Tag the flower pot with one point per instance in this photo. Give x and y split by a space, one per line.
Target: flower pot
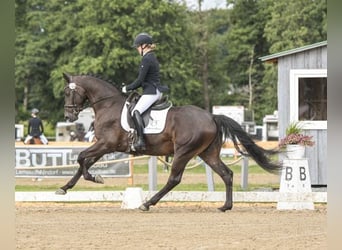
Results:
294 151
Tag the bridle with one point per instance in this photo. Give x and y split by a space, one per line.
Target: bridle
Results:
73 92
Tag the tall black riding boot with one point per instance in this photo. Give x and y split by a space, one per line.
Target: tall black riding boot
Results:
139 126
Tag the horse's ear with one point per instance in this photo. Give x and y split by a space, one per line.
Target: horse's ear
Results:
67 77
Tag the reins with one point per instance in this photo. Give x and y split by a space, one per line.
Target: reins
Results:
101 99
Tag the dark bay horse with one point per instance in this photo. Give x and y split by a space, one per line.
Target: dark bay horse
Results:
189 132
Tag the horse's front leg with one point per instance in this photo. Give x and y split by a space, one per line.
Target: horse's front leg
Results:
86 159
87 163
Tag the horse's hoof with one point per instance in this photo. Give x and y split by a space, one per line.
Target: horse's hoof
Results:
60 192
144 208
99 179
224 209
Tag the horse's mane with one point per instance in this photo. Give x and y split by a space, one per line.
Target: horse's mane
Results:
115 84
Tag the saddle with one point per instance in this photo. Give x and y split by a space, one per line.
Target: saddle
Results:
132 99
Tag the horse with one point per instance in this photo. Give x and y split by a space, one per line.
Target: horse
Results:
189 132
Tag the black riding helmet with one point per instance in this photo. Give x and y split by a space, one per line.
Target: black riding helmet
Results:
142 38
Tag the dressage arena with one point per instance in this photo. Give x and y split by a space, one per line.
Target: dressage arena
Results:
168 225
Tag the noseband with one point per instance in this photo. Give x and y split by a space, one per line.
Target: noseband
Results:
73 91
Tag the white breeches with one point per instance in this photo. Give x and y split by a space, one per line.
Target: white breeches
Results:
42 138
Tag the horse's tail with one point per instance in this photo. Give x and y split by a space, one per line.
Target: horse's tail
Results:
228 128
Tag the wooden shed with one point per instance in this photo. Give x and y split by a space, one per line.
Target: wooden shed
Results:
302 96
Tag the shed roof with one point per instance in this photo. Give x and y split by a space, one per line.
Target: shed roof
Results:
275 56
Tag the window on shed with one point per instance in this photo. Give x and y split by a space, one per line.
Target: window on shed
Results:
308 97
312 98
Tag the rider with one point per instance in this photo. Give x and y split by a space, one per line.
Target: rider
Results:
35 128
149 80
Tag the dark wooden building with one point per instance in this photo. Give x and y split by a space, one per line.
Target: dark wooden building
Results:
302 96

...

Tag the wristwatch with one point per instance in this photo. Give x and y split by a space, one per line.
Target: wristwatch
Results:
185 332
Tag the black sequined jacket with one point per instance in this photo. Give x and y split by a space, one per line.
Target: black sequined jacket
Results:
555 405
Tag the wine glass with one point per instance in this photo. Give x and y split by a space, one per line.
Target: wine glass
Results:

◆ Goal of the exercise: Find every line in the material above that contains the string "breeches", treating uppercase and lowercase as distinct, and copy each of those lines.

◆ Solution to the problem:
Tag the white breeches with one point per instance in this photo. Give x and y split by a space, one per line.
Target: white breeches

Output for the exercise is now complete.